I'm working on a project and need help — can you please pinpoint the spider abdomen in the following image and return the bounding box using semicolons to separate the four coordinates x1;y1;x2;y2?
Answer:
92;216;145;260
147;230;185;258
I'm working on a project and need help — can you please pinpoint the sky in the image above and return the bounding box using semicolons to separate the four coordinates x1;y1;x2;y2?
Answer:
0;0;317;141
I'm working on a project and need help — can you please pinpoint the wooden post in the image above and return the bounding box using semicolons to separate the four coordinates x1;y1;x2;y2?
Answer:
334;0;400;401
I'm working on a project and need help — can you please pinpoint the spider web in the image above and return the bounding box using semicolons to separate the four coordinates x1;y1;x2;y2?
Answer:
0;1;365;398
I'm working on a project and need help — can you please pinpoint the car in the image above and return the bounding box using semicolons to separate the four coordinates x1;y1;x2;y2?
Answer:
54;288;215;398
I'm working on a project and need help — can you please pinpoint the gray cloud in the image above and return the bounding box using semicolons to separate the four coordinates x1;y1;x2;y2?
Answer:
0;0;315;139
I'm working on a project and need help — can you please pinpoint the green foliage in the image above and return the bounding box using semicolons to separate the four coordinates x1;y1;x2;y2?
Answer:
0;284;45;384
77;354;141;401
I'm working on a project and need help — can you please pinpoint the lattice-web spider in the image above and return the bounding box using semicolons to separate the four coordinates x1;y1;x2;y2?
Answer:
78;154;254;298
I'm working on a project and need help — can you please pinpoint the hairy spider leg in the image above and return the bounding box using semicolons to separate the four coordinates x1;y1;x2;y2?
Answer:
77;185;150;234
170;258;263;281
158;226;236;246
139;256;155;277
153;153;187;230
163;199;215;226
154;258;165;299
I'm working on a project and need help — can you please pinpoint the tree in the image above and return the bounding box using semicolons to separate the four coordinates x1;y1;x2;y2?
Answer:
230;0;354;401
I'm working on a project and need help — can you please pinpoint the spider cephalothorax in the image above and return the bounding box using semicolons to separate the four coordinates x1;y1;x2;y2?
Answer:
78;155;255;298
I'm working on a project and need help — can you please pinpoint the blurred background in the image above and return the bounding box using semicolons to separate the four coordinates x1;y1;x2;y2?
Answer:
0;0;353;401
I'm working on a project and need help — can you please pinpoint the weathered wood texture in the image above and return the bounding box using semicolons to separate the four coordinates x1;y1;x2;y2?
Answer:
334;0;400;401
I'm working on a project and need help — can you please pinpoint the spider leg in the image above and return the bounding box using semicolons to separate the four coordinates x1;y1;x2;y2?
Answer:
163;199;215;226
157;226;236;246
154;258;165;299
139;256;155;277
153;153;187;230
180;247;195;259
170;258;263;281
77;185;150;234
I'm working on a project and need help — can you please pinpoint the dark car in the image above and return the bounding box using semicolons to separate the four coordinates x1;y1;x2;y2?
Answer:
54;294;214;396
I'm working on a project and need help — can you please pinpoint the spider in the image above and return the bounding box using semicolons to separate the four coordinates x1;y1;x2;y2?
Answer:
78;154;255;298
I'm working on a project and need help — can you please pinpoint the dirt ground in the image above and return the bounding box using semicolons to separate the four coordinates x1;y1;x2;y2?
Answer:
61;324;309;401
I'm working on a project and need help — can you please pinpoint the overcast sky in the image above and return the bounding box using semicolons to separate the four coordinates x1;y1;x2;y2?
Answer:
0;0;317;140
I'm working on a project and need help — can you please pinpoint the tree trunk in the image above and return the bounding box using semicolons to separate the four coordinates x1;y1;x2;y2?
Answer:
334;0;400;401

^^^^^^^^

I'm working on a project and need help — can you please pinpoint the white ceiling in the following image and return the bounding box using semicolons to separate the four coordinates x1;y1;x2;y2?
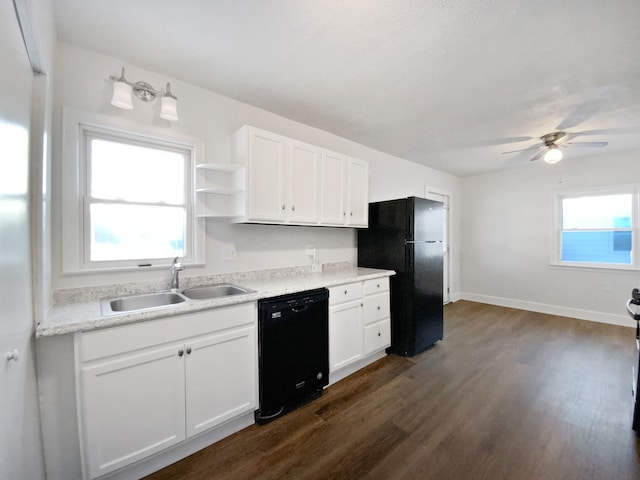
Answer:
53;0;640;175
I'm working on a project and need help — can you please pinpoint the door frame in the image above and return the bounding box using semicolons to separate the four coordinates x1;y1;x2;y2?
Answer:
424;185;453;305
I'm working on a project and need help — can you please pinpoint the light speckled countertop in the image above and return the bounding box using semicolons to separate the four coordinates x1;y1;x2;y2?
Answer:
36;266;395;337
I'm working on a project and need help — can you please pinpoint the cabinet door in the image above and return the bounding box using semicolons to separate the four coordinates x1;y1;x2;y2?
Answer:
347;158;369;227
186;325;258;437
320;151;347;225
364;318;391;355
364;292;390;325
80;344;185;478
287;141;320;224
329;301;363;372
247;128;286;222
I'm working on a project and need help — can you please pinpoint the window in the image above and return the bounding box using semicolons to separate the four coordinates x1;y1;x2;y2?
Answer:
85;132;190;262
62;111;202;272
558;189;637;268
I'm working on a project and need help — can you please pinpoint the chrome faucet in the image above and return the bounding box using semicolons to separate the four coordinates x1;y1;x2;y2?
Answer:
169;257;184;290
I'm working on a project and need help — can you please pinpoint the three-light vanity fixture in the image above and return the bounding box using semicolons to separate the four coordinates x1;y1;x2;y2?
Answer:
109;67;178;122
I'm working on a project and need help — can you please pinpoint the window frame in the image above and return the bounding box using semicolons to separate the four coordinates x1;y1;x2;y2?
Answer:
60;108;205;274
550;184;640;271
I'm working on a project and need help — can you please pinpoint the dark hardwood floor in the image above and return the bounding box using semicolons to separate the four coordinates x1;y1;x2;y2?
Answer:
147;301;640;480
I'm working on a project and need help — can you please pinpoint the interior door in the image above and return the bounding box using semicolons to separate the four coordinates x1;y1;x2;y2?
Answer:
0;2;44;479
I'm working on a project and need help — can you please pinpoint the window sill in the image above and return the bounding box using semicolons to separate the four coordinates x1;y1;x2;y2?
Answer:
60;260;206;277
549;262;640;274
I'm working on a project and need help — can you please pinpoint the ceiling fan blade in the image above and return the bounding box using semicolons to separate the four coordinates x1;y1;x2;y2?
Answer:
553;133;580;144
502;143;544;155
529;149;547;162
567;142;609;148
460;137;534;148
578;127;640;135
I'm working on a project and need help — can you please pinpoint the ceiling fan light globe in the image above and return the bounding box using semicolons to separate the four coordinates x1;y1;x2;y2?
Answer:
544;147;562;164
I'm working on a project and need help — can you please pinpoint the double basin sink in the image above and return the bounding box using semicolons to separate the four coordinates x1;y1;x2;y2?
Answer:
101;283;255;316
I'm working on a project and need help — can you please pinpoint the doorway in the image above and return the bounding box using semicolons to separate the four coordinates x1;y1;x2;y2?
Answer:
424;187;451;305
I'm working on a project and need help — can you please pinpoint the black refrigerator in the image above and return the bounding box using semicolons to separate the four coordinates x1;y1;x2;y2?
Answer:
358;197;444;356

^^^^^^^^

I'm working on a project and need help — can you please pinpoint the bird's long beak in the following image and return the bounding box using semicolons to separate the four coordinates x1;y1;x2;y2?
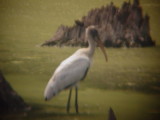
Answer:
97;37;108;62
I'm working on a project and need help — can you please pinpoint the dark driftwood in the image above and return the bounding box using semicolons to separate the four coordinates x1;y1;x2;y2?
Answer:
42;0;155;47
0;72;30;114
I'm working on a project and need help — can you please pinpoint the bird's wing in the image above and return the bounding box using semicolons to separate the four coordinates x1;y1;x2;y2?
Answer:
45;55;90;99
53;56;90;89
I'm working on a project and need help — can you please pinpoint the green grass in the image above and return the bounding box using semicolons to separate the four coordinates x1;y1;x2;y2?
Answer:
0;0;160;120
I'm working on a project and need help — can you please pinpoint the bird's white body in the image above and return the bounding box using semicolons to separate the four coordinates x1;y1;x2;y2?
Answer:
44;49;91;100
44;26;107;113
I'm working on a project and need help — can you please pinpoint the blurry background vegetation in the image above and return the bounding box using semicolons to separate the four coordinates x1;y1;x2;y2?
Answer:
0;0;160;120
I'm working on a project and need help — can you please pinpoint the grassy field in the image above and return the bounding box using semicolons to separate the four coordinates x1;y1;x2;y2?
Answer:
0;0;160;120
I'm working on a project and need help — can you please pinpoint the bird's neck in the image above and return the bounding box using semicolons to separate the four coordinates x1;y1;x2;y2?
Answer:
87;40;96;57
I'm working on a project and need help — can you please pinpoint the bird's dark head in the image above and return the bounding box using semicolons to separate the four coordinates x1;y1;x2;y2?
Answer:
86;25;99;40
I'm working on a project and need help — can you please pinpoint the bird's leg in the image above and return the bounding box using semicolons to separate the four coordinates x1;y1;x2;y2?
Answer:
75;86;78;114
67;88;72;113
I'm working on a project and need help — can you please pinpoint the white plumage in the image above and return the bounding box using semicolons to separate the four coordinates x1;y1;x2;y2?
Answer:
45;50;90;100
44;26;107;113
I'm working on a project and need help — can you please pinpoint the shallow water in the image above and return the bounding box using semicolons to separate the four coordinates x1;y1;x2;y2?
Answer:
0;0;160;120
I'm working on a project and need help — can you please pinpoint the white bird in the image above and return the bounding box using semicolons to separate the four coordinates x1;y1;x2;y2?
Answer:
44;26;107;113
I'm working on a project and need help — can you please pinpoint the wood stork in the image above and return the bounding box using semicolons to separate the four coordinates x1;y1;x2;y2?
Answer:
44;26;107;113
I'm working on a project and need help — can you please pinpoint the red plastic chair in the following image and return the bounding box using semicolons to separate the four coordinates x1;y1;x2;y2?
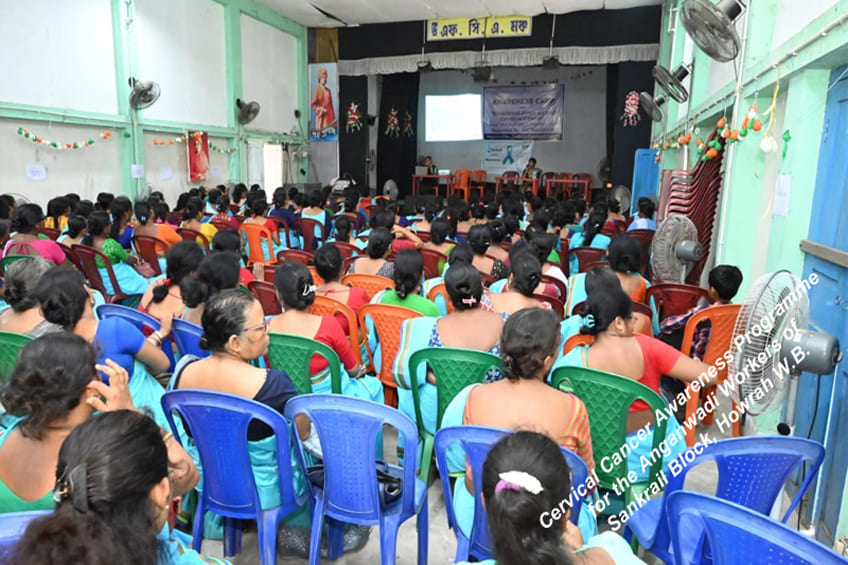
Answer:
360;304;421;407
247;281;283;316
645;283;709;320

^^^^^^^^

**PROBLEM:**
Can you render the records as a numbered list with blank lines omitted, beginning at the line that contains "the spider abdomen" and stopping after the line that contains "0;0;317;141"?

**FULL RESPONSE:**
1. I'm working on a project and need help — can you please pinpoint the spider abdomen in the following image and return the bounding box using semicolons to separate the four coordinates x1;y1;x2;y2?
2. Answer:
3. 92;216;145;260
4. 147;230;185;258
5. I'm working on a project and need help — can you please pinpoint the sky in the image above and return the bounding box using semicolons to separate the four coordinates x1;y1;x2;y2?
6. Answer:
7. 0;0;317;141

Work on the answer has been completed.